#### Breve esercizio 1
In tutti i record seguenti sostituisca "innermost point" con "center point", lasciando invariato tutto il resto, e ometta le immagini nella risposta.

#### Brano selezionato
────────

Bavaria fallimento

Bavaria fallimento

Il fallimento Bavaria Yachts e i danni dei fondi d'investimento.

Editoriale

26/04/2018 - 16:01

Bavaria Yachtbau fallisce. La notizia arrivata venerdì 20 è stata una di quelle che lasciano increduli, soprattutto alla luce del successo dei nuovi modelli, sia a vela che a motore con tanti ordini in portafoglio, dell'acquisizione dei catamarani Nautitech e del protagonismo scintillante in occasione del recente Boot di Dusseldorf (l'addio di Marcus Schlichting, lo storico responsabile del marketing e comunicazione, poco prima della kermesse va oggi letto sotto un'altra luce). 

Per ora si sa che il CEO Lutz Henkel, artefice del rinnovamento della gamma sia vela che motore, è stato licenziato e oggi, lunedì 23 aprile, il tribunale di Würzburg competente per la località di Giebelstadt si è pronunciato con procedura d'urgenza: con riferimento alla legge tedesca ha dichiarato aperta la procedura di amministrazione controllata. Questo significa che i 600 impiegati e i mananager restano al loro posto per continuare la produzione e soddisfare innanzitutto gli ordini già firmati. Nel caso di Bavaria, la liquidità disponibile è quella delle caparre, presumibilmente insufficiente a finanziare l'intera attività fino alla consegna, anche volendo considerare nuovi pagamenti ad avanzamento lavori, ma la procedura consente di rinegoziare modi e tempi di pagamento delle forniture.

Ma cosa ha causato questo fulmine a ciel sereno? I fondi americani che posseggono il cantiere avrebbero deciso di chiudere i rubinetti perché i debiti in essere non garantiscono redditività a breve termine. Una manovra simile a quella di Oyster Yachts, che ha annunciato il fallimento all'indomani del Boot 2018 pur avendo molti ordini in portafoglio. Di certo il cantiere inglese sconta la vicenda del Polina Star, l' 82 piedi affondato a causa di un difetto costruttivo che il cantiere ha cercato in tutti i modi di nascondere addossando le colpe al comandante (italiano) fino a dover ammettere le proprie responsabilità.

────────

#### Dati in ingresso
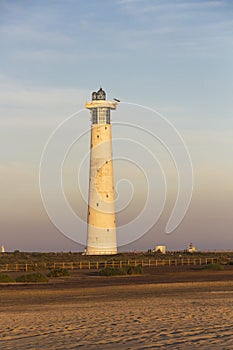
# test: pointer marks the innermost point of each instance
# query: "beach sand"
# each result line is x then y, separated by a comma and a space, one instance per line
117, 313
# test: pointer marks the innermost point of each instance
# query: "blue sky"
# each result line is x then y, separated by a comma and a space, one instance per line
175, 56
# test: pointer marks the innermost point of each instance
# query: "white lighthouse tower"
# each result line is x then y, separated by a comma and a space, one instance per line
101, 220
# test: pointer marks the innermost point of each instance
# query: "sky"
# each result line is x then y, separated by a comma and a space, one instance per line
174, 57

────────

#### Breve esercizio 2
Prosegua l'editoriale sul fallimento di Bavaria Yachts a partire dalla sua ultima frase.

#### Esito del compito 1
# test: pointer marks the center point of each instance
# query: "beach sand"
# each result line is x then y, separated by a comma and a space, one instance per line
117, 313
# test: pointer marks the center point of each instance
# query: "blue sky"
# each result line is x then y, separated by a comma and a space, one instance per line
175, 56
# test: pointer marks the center point of each instance
# query: "white lighthouse tower"
# each result line is x then y, separated by a comma and a space, one instance per line
101, 220
# test: pointer marks the center point of each instance
# query: "sky"
# each result line is x then y, separated by a comma and a space, one instance per line
174, 57

#### Esito del compito 2
Ai debiti accumulati (riteniamo anche e soprattutto dalle passate gestioni, si parla di oltre 1 miliardo di Euro) sono confermate le voci di un allungamento dei tempi di costruzione delle nuove barche a motore e del C57 a vela, a causa della nuova linea di produzione approntata in ritardo, ritardi che pare siano in via di soluzione. Per quanto riguarda il C45 e il C50 che hanno ottenuto un grande successo di ordinativi,  i tempi di costruzione e consegna sono invece confermati, mentre c'è un pesante magazzino di invenduto dei vecchi modelli, che ormai nessuno più vuole. Notizia positiva è che Nautitech, oggi Bavaria Catamarans, non rientra nel fallimento e la sua (s)vendita potrebbe fornire l'ossigeno sufficiente prima di trovare un nuovo investitore. 

Il punto sta proprio nel soggetto investitore: i fondi d'investimento continuano a fare danni nel settore della nautica.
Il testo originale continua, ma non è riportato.